Supplied text:

^^^^^^^^

Interesting findings, different from the reaction to molecular targeted agents, could be seen through the treatment with nivolumab. In patient #5, a large subcutaneous left lower back lesion shrank markedly after an elevation of SUVmax at first assessment (Fig. 1a). A hepatic lesion also responded to treatment after its enlarged diameter and elevated SUVmax was observed at first assessment (Fig. 1b). Additionally, in patient #8, two lung lesions decreased in size while increasing in SUVmax, similar to the subcutaneous lesion seen in patient #5 (Fig. 2a). It is also interesting that another lesion in his adrenal grand had enlarged along with a decline in SUVmax at first assessment (Fig. 2b).

Fig. 1 — Changes of a subcutaneous and a hepatic lesion in patient #5. a Subcutaneous metastasis b Hepatic metastasis. CT images (upper lane): The number means maximum diameter of the targeted lesion PET images (middle lane): The number is SUVmax. Fusion images are in the bottom lane

Fig. 2 — Changes of a pulmonary and an adrenal lesion in patient #8. a Pulmonary metastasis b adrenal metastasis. CT images (upper lane): The number is the longest diameter of the targeted lesion. PET images (middle lane): The number means SUVmax. Fusion images are in the bottom lane

In order to predict the response to nivolumab of each lesions, we divided all lesions to two groups according to the results of the second assessment. Lesions whose diameter decreased ≥30% were defined as responding, and lesions whose diameter did not decrease ≥30% were defined as non-responding lesions. There were 18 responding lesions, and 12 non-responding lesions.

^^^^^^^^

Stored items
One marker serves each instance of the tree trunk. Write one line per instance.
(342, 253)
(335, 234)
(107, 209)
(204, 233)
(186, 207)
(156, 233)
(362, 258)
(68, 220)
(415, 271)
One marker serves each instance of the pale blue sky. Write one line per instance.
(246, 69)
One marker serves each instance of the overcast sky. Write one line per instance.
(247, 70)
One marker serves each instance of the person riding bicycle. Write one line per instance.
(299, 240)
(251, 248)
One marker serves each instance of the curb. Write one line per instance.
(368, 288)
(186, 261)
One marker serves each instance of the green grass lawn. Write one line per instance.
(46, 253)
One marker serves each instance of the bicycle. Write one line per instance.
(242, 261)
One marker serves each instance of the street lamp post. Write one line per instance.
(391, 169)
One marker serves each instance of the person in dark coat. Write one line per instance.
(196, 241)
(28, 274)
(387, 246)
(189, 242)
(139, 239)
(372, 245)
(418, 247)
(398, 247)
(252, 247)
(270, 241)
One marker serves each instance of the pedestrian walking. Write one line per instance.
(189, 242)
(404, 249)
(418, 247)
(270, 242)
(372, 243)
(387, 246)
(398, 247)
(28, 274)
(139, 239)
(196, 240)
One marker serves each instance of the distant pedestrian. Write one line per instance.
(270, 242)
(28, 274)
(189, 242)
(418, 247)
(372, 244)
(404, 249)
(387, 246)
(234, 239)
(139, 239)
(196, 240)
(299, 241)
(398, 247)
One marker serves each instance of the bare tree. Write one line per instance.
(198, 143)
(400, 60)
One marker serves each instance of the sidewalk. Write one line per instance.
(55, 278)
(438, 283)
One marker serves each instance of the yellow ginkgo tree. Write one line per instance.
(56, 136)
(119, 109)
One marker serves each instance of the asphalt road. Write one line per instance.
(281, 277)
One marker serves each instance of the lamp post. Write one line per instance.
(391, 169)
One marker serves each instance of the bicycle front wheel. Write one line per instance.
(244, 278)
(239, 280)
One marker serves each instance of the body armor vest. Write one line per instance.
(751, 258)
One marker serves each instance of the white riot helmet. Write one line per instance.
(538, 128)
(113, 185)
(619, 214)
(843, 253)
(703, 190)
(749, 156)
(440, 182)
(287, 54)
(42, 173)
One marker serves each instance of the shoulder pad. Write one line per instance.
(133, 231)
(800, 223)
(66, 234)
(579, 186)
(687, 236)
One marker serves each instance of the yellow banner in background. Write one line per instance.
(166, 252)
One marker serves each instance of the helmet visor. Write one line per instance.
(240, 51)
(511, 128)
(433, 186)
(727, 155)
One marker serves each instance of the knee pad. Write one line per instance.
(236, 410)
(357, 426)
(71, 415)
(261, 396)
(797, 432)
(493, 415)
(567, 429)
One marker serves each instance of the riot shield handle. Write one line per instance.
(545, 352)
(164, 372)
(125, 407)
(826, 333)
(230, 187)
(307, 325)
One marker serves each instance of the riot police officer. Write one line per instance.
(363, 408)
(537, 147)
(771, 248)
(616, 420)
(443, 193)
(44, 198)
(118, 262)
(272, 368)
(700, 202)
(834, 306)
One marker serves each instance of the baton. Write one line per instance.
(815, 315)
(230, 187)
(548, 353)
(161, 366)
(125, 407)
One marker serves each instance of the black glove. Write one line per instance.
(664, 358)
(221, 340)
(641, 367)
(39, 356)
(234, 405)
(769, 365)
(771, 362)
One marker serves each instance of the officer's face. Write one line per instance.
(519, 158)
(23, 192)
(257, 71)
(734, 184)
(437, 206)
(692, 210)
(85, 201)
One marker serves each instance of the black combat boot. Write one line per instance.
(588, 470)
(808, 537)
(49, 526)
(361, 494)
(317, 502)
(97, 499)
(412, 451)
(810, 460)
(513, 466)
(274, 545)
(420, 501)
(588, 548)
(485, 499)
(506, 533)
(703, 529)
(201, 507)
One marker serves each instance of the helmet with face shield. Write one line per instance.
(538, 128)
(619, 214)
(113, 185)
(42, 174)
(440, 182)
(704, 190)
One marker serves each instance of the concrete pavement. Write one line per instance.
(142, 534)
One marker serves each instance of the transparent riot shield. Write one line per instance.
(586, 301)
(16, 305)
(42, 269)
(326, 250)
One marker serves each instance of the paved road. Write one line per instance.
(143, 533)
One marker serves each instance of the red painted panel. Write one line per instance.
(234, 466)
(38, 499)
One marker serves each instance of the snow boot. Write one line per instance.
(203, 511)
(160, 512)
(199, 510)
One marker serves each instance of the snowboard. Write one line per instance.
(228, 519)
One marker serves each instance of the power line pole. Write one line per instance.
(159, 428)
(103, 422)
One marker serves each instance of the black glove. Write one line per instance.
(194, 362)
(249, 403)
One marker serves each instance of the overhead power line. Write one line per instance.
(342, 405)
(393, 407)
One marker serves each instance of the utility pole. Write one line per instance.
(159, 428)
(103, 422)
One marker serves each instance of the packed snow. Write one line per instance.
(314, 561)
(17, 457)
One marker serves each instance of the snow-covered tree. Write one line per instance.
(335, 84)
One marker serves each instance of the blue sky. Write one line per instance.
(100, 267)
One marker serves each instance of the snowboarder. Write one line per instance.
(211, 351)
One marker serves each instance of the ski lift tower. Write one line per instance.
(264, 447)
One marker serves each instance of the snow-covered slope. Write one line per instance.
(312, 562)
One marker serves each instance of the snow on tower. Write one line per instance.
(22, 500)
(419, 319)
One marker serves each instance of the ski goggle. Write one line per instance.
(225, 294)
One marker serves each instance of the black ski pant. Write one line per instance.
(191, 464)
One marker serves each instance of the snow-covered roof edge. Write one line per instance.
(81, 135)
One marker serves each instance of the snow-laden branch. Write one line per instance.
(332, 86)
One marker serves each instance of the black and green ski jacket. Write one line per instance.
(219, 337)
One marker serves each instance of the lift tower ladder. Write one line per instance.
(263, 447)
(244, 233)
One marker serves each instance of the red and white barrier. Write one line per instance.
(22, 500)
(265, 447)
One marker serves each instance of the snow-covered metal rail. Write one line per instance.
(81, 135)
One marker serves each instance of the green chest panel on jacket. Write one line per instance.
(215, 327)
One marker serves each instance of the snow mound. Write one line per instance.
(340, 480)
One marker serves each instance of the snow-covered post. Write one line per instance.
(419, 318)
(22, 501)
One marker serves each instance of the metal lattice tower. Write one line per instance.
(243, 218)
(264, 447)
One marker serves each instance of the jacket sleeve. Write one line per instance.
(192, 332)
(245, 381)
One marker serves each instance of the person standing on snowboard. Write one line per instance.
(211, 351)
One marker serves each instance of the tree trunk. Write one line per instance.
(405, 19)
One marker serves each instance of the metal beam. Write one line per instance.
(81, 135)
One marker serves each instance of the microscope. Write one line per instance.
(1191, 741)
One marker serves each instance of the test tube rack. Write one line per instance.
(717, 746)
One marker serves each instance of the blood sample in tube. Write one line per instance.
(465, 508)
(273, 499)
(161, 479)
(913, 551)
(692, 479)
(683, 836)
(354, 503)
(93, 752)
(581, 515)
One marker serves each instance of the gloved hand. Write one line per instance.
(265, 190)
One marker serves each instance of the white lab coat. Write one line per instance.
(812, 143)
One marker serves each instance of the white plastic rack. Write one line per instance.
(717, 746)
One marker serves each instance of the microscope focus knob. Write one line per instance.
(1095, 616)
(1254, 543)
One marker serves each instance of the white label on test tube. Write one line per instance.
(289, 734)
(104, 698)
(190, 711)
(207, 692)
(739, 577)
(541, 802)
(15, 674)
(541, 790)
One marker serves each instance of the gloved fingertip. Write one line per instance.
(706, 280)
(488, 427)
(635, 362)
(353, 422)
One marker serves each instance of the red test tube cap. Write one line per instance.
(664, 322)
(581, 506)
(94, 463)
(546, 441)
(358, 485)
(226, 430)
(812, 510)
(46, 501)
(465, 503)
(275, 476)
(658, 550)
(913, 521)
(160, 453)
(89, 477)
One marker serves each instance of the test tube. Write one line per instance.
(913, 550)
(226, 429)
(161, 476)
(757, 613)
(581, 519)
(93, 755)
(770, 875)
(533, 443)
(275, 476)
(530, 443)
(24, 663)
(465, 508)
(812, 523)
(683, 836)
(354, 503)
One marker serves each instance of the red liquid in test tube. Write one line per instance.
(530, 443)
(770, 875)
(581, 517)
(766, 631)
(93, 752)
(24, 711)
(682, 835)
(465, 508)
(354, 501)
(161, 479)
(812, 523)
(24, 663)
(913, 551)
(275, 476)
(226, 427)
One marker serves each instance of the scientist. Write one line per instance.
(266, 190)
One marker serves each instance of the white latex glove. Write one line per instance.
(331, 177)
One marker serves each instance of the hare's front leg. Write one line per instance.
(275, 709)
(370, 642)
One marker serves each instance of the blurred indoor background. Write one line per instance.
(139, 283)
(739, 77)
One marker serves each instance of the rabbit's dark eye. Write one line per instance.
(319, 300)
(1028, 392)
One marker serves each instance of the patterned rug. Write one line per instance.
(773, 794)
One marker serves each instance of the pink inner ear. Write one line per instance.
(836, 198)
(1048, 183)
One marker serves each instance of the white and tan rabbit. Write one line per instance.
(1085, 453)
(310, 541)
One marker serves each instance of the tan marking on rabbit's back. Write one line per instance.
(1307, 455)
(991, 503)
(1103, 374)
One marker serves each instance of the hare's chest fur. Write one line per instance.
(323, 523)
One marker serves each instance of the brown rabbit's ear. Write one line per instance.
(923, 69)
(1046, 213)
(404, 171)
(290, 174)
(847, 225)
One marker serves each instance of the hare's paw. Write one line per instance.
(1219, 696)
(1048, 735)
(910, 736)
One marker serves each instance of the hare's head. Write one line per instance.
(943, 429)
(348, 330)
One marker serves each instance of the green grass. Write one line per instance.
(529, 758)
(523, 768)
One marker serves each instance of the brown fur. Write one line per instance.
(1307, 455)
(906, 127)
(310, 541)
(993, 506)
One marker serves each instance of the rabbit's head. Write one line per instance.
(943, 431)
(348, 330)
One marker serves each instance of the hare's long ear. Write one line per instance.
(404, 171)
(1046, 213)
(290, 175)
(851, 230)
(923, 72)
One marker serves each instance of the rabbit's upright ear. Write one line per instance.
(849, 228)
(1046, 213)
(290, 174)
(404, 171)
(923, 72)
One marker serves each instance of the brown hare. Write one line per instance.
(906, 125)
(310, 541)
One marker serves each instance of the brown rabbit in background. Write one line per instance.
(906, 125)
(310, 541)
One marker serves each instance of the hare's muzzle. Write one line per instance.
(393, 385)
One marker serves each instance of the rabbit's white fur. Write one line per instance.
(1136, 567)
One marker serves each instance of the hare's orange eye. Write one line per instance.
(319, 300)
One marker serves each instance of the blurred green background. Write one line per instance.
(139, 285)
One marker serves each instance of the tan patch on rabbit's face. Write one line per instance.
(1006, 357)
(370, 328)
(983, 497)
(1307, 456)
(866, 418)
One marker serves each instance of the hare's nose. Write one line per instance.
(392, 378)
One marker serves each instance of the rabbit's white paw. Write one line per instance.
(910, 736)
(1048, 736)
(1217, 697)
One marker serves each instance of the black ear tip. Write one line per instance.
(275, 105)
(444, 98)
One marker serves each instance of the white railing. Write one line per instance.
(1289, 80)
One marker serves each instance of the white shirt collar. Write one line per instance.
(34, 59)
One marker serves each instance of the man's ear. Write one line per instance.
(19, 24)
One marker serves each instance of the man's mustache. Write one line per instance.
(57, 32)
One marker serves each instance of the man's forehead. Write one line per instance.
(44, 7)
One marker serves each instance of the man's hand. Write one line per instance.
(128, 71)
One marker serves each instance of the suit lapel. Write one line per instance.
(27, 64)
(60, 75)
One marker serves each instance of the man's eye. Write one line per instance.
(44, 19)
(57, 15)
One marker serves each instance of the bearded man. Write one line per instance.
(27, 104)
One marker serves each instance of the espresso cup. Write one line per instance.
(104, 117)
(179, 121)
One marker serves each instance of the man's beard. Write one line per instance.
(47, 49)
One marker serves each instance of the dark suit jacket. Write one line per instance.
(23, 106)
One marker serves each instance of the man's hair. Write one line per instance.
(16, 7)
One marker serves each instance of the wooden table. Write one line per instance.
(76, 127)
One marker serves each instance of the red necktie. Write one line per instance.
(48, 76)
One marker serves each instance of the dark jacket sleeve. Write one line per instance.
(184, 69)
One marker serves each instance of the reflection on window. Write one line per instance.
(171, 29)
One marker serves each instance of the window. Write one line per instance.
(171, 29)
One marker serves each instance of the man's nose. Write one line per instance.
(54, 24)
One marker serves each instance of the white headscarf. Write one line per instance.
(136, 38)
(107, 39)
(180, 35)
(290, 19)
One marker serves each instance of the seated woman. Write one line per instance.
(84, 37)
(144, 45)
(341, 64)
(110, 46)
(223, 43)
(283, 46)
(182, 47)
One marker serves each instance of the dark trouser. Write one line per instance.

^^^^^^^^

Apply what you read:
[a] In the passage on nivolumab response, what decrease in diameter defined a lesion as responding?
[b] Continue the passage on nivolumab response from its final sentence.

Exercise responses:
[a] A decrease in diameter of 30% or more.

[b]
Figure 3 is a graph showing the size and SUVmax changes compared. Horizontal axis and vertical axis indicate change in diameter and change in SUVmax at first assessment, respectively. On this graph, the all lesions with decreased diameter and elevated SUVmax showed responding at the second assessment, while majority of lesions with increased diameter and declined SUVmax did non-responding at the second assessment.

Fig. 3 — The association among response at second assessment and change ratios of SUVmax and the tumor diameter at first assessment in each lesion. Horizontal axis and vertical axis indicate change in diameter and change in SUVmax at first assessment, respectively. Blue and orange dots indicate responding lesions and non-responding lesion, respectively

Because this study was preliminary and the number of patients enrolled was small, we evaluated the impact of clinical factor of individual targeted lesion, including baseline diameter, baseline SUVmax, metastasis site, elevation of SUVmax at 1month, and decrease in diameter at 1 month on the response at 4 months (responding or non-responding). Table 3 presents the multivariate logistic regression analyses. It revealed that only the elevation of SUVmax at 1 month was an independent predictor (P = 0.025, OR: 13.087, 95%CI: 1.373–124.716).

Table 3.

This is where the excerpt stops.